ARTIGO:
++++++++++++++++++++

A fim de amparar este artigo àqueles que estão havidos com essa temática da nova Lei de Licitação, utilizamo-nos neste momento do atual estágio do PL nº 1292/95 que em sua versão final foi à votação no Plenário da Câmara dos Deputados em 25/06/2019 e teve seu texto base já aprovado, restando votar os destaques apensados.

Vem aí na verdade uma nova Lei que se tornará um novo estatuto, estabelecendo normas gerais de Licitação e Contratos para as Administrações Públicas diretas, autárquicas e fundacionais da União, Estados, Distrito Federal, Municípios, bem como órgãos dos poderes legislativo e judiciário em todas as esferas.

O texto propõe a revogação objetiva e direta das Leis atuais do regime licitatório e contratual, destacadamente as seguintes:

  • Lei nº 8.666/93 – Normas Gerais de Licitações e Contratos;
  • Lei nº 10.520/02 – Norma que introduziu a modalidade pregão;
  • Lei nº 12.462/11 – RDC, Lei que se denominou Regime Diferenciado de Contratações, porém só altera as licitações.

Ainda que o texto legislativo não o faça expressamente, essa nova norma geral acabará revogando uma série de Decretos, Instruções Normativas, etc., que necessitam de posicionamento de procedimentos (alguns até mencionados no próprio projeto de Lei) para adequação na utilização dessa nova norma geral.

Tranquilizando a todos: não temos Lei nova alguma ainda! Há apenas uma expectativa que este Projeto de Lei aprovado no Senado (PLS – 559/2013), que foi nos últimos anos debatido na Câmara Federal, gerando o substitutivo do Projeto de Lei nº 1292/95 com substanciais alterações, o qual após aprovado por completo na Câmara será então enviado ao Senado Federal, novamente analisado e, somente após, para Sanção Presidencial. Ou seja, “muita água passará pela ponte”, possivelmente ainda com novas alterações.

Voltando a tratativa, há muito que se questiona nas licitações para obras e serviços de engenharia a aplicação da vigente modalidade Pregão. Alguns são defensores ferozes da aplicação geral, outros nem tanto. O principal ordenador, o Tribunal de Contas da União, é claudicante, mas na prática as administrações em maioria, utilizam-se da modalidade Pregão para licitações de Projetos, pequenos serviços de engenharia, manutenções prediais e para registro de preços de serviços também de engenharia oriundos de tabelas por oferta de desconto.

++++++++++++++++++++

OBJETIVO 1: Segundo o artigo, em que data o PL nº 1292/95 foi à votação no Plenário da Câmara dos Deputados?
O artigo e os registros têm origens distintas.

REGISTROS DISPONÍVEIS:
++++++++++++++++++++

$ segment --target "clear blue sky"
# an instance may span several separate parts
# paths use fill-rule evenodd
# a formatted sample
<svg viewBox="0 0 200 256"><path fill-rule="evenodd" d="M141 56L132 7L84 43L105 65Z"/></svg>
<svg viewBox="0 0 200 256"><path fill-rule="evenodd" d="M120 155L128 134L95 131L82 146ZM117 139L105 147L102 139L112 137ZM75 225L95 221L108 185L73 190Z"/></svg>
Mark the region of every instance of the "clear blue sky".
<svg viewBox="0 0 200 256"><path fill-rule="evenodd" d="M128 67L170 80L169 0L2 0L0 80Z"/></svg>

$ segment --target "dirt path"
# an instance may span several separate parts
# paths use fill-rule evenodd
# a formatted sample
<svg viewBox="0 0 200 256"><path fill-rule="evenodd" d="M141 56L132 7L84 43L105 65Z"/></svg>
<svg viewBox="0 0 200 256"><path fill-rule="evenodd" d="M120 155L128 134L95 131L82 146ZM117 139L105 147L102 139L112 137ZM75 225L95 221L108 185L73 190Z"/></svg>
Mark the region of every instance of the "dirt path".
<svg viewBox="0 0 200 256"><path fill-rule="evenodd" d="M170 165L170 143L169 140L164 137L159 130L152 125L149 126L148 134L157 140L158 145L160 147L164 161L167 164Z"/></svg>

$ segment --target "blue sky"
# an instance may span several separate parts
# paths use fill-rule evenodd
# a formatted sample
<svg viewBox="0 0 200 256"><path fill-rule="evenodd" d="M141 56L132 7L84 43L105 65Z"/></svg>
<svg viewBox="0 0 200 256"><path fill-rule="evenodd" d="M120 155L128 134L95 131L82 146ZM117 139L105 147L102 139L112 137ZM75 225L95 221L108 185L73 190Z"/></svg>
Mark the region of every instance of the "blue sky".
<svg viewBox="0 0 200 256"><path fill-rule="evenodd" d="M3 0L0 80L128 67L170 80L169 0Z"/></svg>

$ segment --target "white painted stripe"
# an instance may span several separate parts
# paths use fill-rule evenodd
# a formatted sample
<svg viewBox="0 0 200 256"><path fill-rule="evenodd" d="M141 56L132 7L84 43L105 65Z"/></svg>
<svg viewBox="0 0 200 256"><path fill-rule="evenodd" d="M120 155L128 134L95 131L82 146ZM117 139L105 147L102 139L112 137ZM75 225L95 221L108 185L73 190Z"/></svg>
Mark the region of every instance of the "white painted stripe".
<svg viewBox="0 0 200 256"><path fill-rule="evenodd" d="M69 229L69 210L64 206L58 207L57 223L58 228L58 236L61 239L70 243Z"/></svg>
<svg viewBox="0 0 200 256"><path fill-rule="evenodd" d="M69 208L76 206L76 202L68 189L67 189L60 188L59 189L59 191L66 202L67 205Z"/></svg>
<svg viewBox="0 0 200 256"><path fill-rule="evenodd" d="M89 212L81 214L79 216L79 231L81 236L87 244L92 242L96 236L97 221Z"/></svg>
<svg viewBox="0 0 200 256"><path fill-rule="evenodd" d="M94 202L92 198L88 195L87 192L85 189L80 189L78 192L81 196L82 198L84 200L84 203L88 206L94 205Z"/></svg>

++++++++++++++++++++

OBJETIVO 2: Devolva sem nenhuma alteração as linhas dos registros, começando na primeira linha deles e parando depois da linha que contém "0L0 80L128 67L170", incluída essa linha.

RESPOSTA DA TAREFA 1: Em 25/06/2019.

RESPOSTA DA TAREFA 2:
$ segment --target "clear blue sky"
# an instance may span several separate parts
# paths use fill-rule evenodd
# a formatted sample
<svg viewBox="0 0 200 256"><path fill-rule="evenodd" d="M141 56L132 7L84 43L105 65Z"/></svg>
<svg viewBox="0 0 200 256"><path fill-rule="evenodd" d="M120 155L128 134L95 131L82 146ZM117 139L105 147L102 139L112 137ZM75 225L95 221L108 185L73 190Z"/></svg>
Mark the region of every instance of the "clear blue sky".
<svg viewBox="0 0 200 256"><path fill-rule="evenodd" d="M128 67L170 80L169 0L2 0L0 80Z"/></svg>

$ segment --target "dirt path"
# an instance may span several separate parts
# paths use fill-rule evenodd
# a formatted sample
<svg viewBox="0 0 200 256"><path fill-rule="evenodd" d="M141 56L132 7L84 43L105 65Z"/></svg>
<svg viewBox="0 0 200 256"><path fill-rule="evenodd" d="M120 155L128 134L95 131L82 146ZM117 139L105 147L102 139L112 137ZM75 225L95 221L108 185L73 190Z"/></svg>
Mark the region of every instance of the "dirt path".
<svg viewBox="0 0 200 256"><path fill-rule="evenodd" d="M170 165L170 143L169 140L164 137L159 130L152 125L149 126L148 134L157 140L158 145L160 147L164 161L167 164Z"/></svg>

$ segment --target "blue sky"
# an instance may span several separate parts
# paths use fill-rule evenodd
# a formatted sample
<svg viewBox="0 0 200 256"><path fill-rule="evenodd" d="M141 56L132 7L84 43L105 65Z"/></svg>
<svg viewBox="0 0 200 256"><path fill-rule="evenodd" d="M120 155L128 134L95 131L82 146ZM117 139L105 147L102 139L112 137ZM75 225L95 221L108 185L73 190Z"/></svg>
Mark the region of every instance of the "blue sky".
<svg viewBox="0 0 200 256"><path fill-rule="evenodd" d="M3 0L0 80L128 67L170 80L169 0Z"/></svg>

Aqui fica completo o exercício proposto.